» PROVIDED TEXT
════════
Below is an illustration of this testing and reporting process. The data pipeline has been represented as a single pipe icon to simplify the diagram:

Figure-02

Pytest uploads a test CSV. It is a known-good file, which means the tests should pass if the pipeline is working correctly.
The data pipeline processes the tests. This usually takes 15-20 minutes.
The tests query Athena for the results of the pipeline run.
Pandas transforms the Athena output data into the same format as the input data and compares the input data to the re-shaped output data.
The tests fail because they detect discrepancies between the input and output Carbon Footprint columns. In this example, the data type of this metric has been incorrectly coerced from a floating point value into an integer.
The tests produce a new CSV showing only values that differ between the input and output.
A data engineer analyzes the differential CSV to debug and fix the responsible defect.

The major difference between the above diagram and the real solution is, of course, the size of data. When the input and output both have millions of records, generating a report of only the differing values in a matter of seconds obviously has major advantages over manual spot checking or assuming the data matches.

Finally, Vertical Relevance provided documentation and training for the QA engineers and developers who were taking over the project.

AWS Services Used

AWS Infrastructure Scripting – CloudFormation, boto3
AWS Compute Services – EKS, Lambda, Step Functions
AWS Storage Services – S3
AWS Database Services – DynamoDB
AWS Analytics Services – Glue, Athena
AWS Management and Governance Services – CloudWatch, CloudTrail
AWS Security, Identity, Compliance Services – IAM, AWS Single Sign-On

Third-party applications or solutions used

pytest, pytest-bdd, and pytest-xdist
Pandas
Jenkins
Kubernetes

Outcome Metrics

Automated data pipeline workflow to create curated views for end user consumption – eliminated manual data processing
Reduction from 1 hour average testing time per dataset to 15-20 minutes for the entire dataset
Reduction in cumulative average regression test suite time from 27 hours to 40 minutes, a 4000% decrease
Capability to increase acceptance testing frequency from once per 2 weeks to multiple times per day

Summary

By engaging with Vertical Relevance, the customer obtained a carefully planned, scalable, and maintainable testing framework that dramatically reduced testing time for their mission-critical application and enabled them to constantly test the application’s releasability. Vertical Relevance consultants took a business-focused approach rather than ladening the customer with technology aimed at developers only. While it will also improve developers’ lives, Vertical Relevance’s work will help improve the customer’s overall business outcomes by getting them to market faster, more safely, and more confidently.
════════
» DATA SECTION

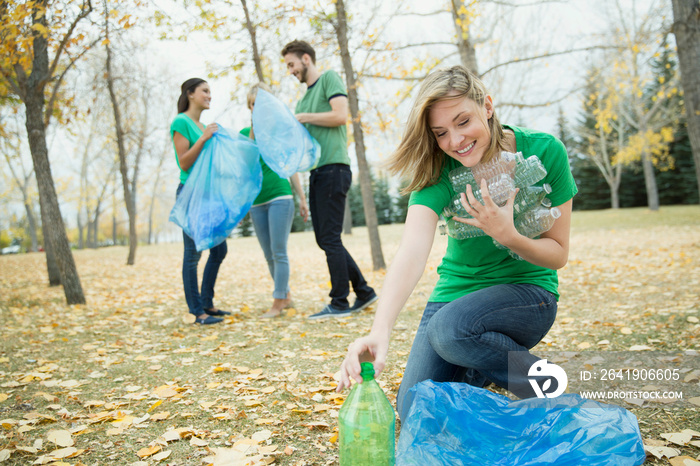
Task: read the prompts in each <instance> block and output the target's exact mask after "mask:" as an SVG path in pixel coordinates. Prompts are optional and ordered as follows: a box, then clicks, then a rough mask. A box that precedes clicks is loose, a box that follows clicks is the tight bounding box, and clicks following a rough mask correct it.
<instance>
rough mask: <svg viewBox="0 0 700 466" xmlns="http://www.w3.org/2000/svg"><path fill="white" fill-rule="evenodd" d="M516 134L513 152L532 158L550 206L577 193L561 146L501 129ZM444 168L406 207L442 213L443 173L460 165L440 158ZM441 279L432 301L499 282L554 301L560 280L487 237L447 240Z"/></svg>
mask: <svg viewBox="0 0 700 466" xmlns="http://www.w3.org/2000/svg"><path fill="white" fill-rule="evenodd" d="M506 128H509V129H511V130H512V131H513V132H514V133H515V141H516V147H517V149H516V150H517V151H519V152H522V154H523V156H524V157H529V156H531V155H535V156H537V157H538V158H539V159H540V160H541V161H542V164H543V165H544V167H545V168H546V169H547V175H546V176H545V178H544V179H543V180H541V181H540V182H538V183H537V185H540V186H541V185H542V184H544V183H549V185H551V186H552V192H551V193H550V194H549V195H548V196H547V197H549V199H550V200H551V201H552V205H553V206H558V205H561V204H564V203H565V202H567V201H568V200H569V199H571V198H573V197H574V195H575V194H576V193H577V192H578V189H577V188H576V183H575V182H574V178H573V176H572V175H571V169H570V167H569V158H568V156H567V153H566V149H565V148H564V145H563V144H562V143H561V141H559V140H558V139H557V138H555V137H554V136H552V135H549V134H546V133H541V132H537V131H533V130H529V129H525V128H519V127H516V126H506ZM444 157H445V166H444V168H443V170H442V172H441V174H440V178H439V180H438V181H437V183H435V184H434V185H431V186H427V187H425V188H423V189H421V190H420V191H414V192H413V193H411V197H410V200H409V206H411V205H414V204H417V205H424V206H426V207H429V208H430V209H432V210H433V211H435V213H436V214H438V215H441V214H442V210H443V209H444V208H445V206H447V205H448V204H449V202H450V200H451V199H452V197H453V196H454V195H455V190H454V189H453V187H452V184H451V183H450V181H449V178H448V174H449V172H450V171H451V170H453V169H454V168H457V167H458V166H461V164H460V163H459V162H457V161H456V160H455V159H453V158H452V157H449V156H448V155H447V154H444ZM437 271H438V274H439V276H440V278H439V279H438V282H437V284H436V285H435V289H434V290H433V293H432V294H431V296H430V301H431V302H451V301H454V300H455V299H458V298H461V297H462V296H464V295H467V294H469V293H472V292H474V291H477V290H481V289H484V288H488V287H490V286H494V285H500V284H525V283H527V284H533V285H537V286H540V287H542V288H544V289H545V290H547V291H549V292H551V293H553V294H554V295H555V296H556V297H557V299H558V298H559V292H558V290H557V288H558V285H559V280H558V277H557V271H556V270H552V269H548V268H545V267H540V266H538V265H534V264H531V263H529V262H527V261H525V260H516V259H513V258H512V257H511V256H510V255H509V253H508V251H507V250H503V249H499V248H497V247H496V246H495V245H494V244H493V240H492V239H491V237H489V236H481V237H478V238H470V239H464V240H459V239H455V238H452V237H449V238H448V240H447V251H446V252H445V256H444V257H443V259H442V263H441V264H440V266H439V267H438V269H437Z"/></svg>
════════
» INSTRUCTIONS FOR THE TASK
Could you print the part of the pipeline testing write-up starting with "The tests fail" and going on through "the responsible defect."? You won't need the listing.

» RESULT
The tests fail because they detect discrepancies between the input and output Carbon Footprint columns. In this example, the data type of this metric has been incorrectly coerced from a floating point value into an integer.
The tests produce a new CSV showing only values that differ between the input and output.
A data engineer analyzes the differential CSV to debug and fix the responsible defect.